What the task asks:
Reproduce the listing below in its entirety. Change nothing.

(Data extracted from a collection)
◇ ◇ ◇
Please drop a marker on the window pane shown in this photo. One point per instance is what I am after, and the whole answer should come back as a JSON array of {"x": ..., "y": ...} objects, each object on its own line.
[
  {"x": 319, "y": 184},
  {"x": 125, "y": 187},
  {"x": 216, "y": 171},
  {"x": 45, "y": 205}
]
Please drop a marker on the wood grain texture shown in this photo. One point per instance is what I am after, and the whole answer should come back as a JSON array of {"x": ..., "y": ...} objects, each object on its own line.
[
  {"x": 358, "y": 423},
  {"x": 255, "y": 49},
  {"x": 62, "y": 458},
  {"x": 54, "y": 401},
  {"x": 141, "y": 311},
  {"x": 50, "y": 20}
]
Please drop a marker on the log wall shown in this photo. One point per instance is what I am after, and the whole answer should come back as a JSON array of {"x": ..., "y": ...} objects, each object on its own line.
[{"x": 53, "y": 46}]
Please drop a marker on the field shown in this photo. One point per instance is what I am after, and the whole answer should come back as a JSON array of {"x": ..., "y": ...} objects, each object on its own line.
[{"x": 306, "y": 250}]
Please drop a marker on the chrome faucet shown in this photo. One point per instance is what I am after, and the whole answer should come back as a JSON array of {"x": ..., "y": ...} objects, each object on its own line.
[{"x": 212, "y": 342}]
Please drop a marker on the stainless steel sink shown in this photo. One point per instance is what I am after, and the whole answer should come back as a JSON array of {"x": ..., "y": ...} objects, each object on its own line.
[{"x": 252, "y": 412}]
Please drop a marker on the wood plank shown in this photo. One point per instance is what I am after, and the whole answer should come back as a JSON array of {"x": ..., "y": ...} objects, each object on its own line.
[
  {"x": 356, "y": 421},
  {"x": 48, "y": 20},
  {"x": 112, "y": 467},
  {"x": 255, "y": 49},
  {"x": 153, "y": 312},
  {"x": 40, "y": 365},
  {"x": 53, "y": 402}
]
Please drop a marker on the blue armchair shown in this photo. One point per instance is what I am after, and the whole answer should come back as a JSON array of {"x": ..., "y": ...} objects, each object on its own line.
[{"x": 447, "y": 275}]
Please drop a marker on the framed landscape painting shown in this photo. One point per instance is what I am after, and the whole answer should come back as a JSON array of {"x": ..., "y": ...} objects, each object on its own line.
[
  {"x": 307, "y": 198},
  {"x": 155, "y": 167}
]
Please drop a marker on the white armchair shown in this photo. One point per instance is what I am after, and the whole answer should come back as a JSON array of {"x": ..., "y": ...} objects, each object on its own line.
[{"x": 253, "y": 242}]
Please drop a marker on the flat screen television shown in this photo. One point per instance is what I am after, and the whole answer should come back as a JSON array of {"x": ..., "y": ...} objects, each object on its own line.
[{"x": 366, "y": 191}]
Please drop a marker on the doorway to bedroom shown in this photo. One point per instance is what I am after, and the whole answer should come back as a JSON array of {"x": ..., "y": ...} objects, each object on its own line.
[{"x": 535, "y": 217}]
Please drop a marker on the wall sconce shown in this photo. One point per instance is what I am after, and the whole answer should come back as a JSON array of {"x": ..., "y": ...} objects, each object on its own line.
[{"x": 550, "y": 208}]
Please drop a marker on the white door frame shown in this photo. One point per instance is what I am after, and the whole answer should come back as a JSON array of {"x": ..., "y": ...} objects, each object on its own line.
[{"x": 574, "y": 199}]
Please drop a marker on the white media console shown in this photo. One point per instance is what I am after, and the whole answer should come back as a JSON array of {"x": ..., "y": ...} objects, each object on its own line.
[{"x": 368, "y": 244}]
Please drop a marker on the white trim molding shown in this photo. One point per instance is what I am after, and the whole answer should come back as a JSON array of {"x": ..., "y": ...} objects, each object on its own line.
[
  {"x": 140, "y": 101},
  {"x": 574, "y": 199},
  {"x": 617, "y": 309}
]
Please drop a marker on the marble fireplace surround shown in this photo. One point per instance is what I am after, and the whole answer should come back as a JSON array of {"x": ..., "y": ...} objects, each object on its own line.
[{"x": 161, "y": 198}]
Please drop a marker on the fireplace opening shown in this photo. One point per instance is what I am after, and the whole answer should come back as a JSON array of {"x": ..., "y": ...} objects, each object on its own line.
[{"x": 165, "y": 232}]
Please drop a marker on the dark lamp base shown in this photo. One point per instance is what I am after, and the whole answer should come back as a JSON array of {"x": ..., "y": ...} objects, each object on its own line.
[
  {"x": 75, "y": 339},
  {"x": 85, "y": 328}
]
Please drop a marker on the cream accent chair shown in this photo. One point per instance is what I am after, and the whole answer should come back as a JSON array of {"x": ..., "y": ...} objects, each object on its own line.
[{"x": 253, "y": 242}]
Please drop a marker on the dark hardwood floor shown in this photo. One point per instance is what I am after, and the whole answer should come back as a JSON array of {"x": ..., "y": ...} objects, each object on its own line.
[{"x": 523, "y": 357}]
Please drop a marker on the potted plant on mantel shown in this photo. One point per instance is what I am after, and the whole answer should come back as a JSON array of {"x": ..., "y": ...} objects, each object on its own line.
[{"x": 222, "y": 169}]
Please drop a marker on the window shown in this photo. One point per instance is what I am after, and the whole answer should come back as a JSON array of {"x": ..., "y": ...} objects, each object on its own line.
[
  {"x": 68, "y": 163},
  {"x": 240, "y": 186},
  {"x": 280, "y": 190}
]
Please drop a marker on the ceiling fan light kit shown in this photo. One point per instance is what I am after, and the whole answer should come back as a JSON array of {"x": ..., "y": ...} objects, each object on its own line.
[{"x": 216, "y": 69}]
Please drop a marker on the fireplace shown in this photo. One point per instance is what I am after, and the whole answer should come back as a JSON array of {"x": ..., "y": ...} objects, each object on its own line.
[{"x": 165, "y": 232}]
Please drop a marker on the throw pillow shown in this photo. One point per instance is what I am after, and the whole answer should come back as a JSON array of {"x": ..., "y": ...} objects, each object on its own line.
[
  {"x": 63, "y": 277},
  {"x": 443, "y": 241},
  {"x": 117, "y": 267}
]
◇ ◇ ◇
Answer to the problem:
Please drop a marker on the window pane shown in this photo. One point per instance is what I am after, and the whole answer should come back as a JSON array of {"x": ..., "y": ...} objects, each object on its own line.
[
  {"x": 319, "y": 184},
  {"x": 125, "y": 187},
  {"x": 216, "y": 171},
  {"x": 45, "y": 205}
]
Please drop a marker on the wood grain texture shown in this photo. One point per instance is what I am after, and the whole answer should come back as a JSON array of {"x": ..., "y": ...} objects, each object on its own line.
[
  {"x": 358, "y": 423},
  {"x": 255, "y": 49},
  {"x": 62, "y": 458},
  {"x": 54, "y": 401},
  {"x": 141, "y": 311},
  {"x": 50, "y": 20}
]
Please drop a marker on the log wall shown in this photo. One point per instance is what I am after, and the whole answer should come back as a JSON array of {"x": ..., "y": ...} objects, each object on its own line.
[{"x": 53, "y": 46}]
Please drop a marker on the field shown in this photo. One point per instance is what I am after, and the whole answer should come back as a JSON array of {"x": ..., "y": ...} objects, each object on its own line.
[{"x": 306, "y": 250}]
Please drop a marker on the chrome faucet shown in this photo. One point per instance is what I am after, and the whole answer should come back as a JSON array of {"x": ..., "y": ...} objects, each object on its own line.
[{"x": 212, "y": 342}]
Please drop a marker on the stainless steel sink shown in this photo. One point per instance is what I am after, and the whole answer should come back as a JSON array of {"x": ..., "y": ...} objects, each object on its own line.
[{"x": 252, "y": 412}]
Please drop a marker on the wood plank shown in this photo. One point per instance is what I am after, and the whole answer should come back as a JSON array of {"x": ..., "y": ...} objects, each object on its own line.
[
  {"x": 356, "y": 421},
  {"x": 48, "y": 20},
  {"x": 112, "y": 467},
  {"x": 255, "y": 49},
  {"x": 153, "y": 312},
  {"x": 40, "y": 365},
  {"x": 53, "y": 402}
]
Please drop a marker on the blue armchair shown in this photo. One point per instance is what I am after, and the whole answer should come back as a JSON array of {"x": ..., "y": ...} objects, each object on its own line.
[{"x": 447, "y": 275}]
Please drop a marker on the framed landscape painting shown in this photo. One point per instance is what I am after, and the whole answer should come back as a JSON array of {"x": ..., "y": ...} objects, each object on its own line.
[
  {"x": 307, "y": 198},
  {"x": 155, "y": 167}
]
Please drop a marker on the white armchair shown in this photo. One point per instance is what I am after, and the whole answer should come back as a JSON array of {"x": ..., "y": ...} objects, each object on its own line.
[{"x": 253, "y": 242}]
Please drop a marker on the flat screen television shown in this photo. One point per instance is what I am after, and the whole answer should come back as a JSON array of {"x": ..., "y": ...} objects, each object on its own line.
[{"x": 366, "y": 191}]
Please drop a marker on the doorway to bedroom shown in this photo. One point per instance is what I am after, and the whole answer should come back as a JSON array of {"x": ..., "y": ...} objects, each object on its own line.
[{"x": 535, "y": 217}]
Please drop a marker on the wall sconce shown in this photo. One point per instance is what I am after, and the whole answer should come back as a JSON array of {"x": ..., "y": ...} objects, each object on its own line.
[{"x": 550, "y": 208}]
Please drop a marker on the white door frame shown in this photo. One point per instance is what I am after, and the whole answer should come back as a JSON array of {"x": ..., "y": ...} objects, each object on its own line.
[{"x": 574, "y": 199}]
Please drop a marker on the white media console shown in this photo. One point per instance is what I am after, and the whole answer should come back as a JSON array of {"x": ..., "y": ...} objects, each object on its own line.
[{"x": 368, "y": 244}]
Please drop a marker on the white trim molding shown in this photo. One point per instance is what I am after, and the whole answer should come back as a JSON array of {"x": ..., "y": ...} objects, each object on its own line.
[
  {"x": 140, "y": 101},
  {"x": 574, "y": 199},
  {"x": 617, "y": 309}
]
Please drop a marker on the marble fireplace surround shown in this photo. One point per instance is what I am after, and the whole answer should come back as a JSON array of {"x": ..., "y": ...} objects, each object on its own line.
[{"x": 161, "y": 198}]
Please drop a marker on the fireplace opening shown in this photo. One point per instance is what I am after, and the whole answer should come back as a JSON array of {"x": ..., "y": ...} objects, each object on its own line.
[{"x": 165, "y": 232}]
Please drop a marker on the dark lamp base shown in this photo. One point per instance is what I am after, and the whole answer should come back as a JSON array of {"x": ..., "y": ...} objects, each object on its own line.
[
  {"x": 75, "y": 339},
  {"x": 85, "y": 328}
]
Please drop a marker on the cream accent chair shown in this photo. One point per instance is what I am after, and the whole answer should come back as a JSON array of {"x": ..., "y": ...} objects, each object on its own line.
[{"x": 253, "y": 242}]
Please drop a marker on the dark hardwood floor shown in this photo. One point per instance is what I am after, and the whole answer should come back as a JSON array of {"x": ..., "y": ...} objects, each object on its own line.
[{"x": 523, "y": 357}]
Please drop a marker on the potted plant on mantel shown in this photo. One point per instance is what I am after, and the whole answer should come back as a JSON array of {"x": ..., "y": ...} objects, each object on its own line.
[{"x": 222, "y": 169}]
Please drop a marker on the window shown in this photo. One point per instance is what I am after, and the whole answer should come back as a JSON array of {"x": ..., "y": ...} objects, each object on its own line.
[
  {"x": 68, "y": 163},
  {"x": 240, "y": 186},
  {"x": 280, "y": 190}
]
Please drop a marker on the ceiling fan light kit shown in this photo. One point per instance is what I am after, and the whole answer should come back as a JSON array of {"x": ..., "y": ...} objects, each object on its own line.
[{"x": 216, "y": 69}]
Please drop a marker on the fireplace shown in this photo. One point per instance is what I am after, and the whole answer should come back as a JSON array of {"x": ..., "y": ...} objects, each object on its own line.
[{"x": 165, "y": 232}]
Please drop a marker on the throw pillow shown in this photo. One point per instance is what I am after, and the whole answer should come back as a JSON array of {"x": ..., "y": ...} objects, each object on its own line.
[
  {"x": 63, "y": 277},
  {"x": 443, "y": 241},
  {"x": 117, "y": 267}
]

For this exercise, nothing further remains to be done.